- _WHAT YOU NEED TO DO_
Can you retype every one of the entries below, keeping each word and punctuation mark unchanged?

· · · · · · ·

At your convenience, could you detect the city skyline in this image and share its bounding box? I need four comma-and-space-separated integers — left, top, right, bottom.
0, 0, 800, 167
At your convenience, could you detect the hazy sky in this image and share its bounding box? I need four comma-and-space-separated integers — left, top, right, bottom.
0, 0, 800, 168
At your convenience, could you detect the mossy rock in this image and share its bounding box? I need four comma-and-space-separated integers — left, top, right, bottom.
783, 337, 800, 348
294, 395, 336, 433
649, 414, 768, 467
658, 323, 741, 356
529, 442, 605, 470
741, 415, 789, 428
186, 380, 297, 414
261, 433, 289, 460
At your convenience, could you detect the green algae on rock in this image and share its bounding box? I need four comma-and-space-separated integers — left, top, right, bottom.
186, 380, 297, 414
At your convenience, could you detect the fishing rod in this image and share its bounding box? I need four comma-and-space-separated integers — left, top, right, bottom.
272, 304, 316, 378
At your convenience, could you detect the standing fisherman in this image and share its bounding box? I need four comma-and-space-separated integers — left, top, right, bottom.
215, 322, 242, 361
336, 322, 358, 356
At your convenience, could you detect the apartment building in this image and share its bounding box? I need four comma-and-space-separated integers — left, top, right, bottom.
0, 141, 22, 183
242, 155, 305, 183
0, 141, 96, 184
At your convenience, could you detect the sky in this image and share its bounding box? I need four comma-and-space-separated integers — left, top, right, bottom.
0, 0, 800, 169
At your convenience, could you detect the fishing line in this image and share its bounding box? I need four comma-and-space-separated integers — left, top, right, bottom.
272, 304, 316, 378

· · · · · · ·

- _RESPONSE TO THIS EXERCISE_
At your convenience, could you detect the city skyline in this image and share its bounding box? I need four comma-and-space-separated integers — left, top, right, bottom.
0, 0, 800, 167
At your convenience, could you detect the hazy sky in this image and share its bounding box? I need four comma-and-space-separated integers — left, top, right, bottom.
0, 0, 800, 168
At your convenience, could you detect the mossy rock in this image and share its bounding box? I need four comma-and-space-separated integers — left, top, right, bottom.
783, 337, 800, 348
294, 395, 336, 433
649, 414, 768, 467
658, 323, 741, 356
529, 442, 605, 470
741, 415, 789, 428
186, 380, 297, 414
261, 433, 289, 460
At your convenience, could you detect the green algae on rock in this image and share its bounding box? I need four comma-and-space-separated integers — left, top, right, bottom.
186, 380, 297, 414
At your convenience, could you detect the fishing rod in this image and share its bounding box? I need four comma-and-space-separated integers — left, top, right, bottom.
272, 304, 316, 378
At your convenience, could you detect the standing fisherman in this image and share its bounding box? I need four comma-and-space-separated integers — left, top, right, bottom.
215, 322, 242, 361
336, 322, 358, 356
At your convenience, could you detect the apartment building in this image and share its bounding box? I need four comma-and-space-separated integers — left, top, right, bottom.
0, 141, 22, 183
242, 155, 305, 183
0, 141, 96, 184
At your convenience, could you detect the sky in this image and share its bounding box? I need four comma-and-space-separated integers — left, top, right, bottom.
0, 0, 800, 169
At your convenience, could you detect the fishing line in this image and share its bounding box? I need four comma-and-space-separated integers — left, top, right, bottom.
272, 304, 316, 378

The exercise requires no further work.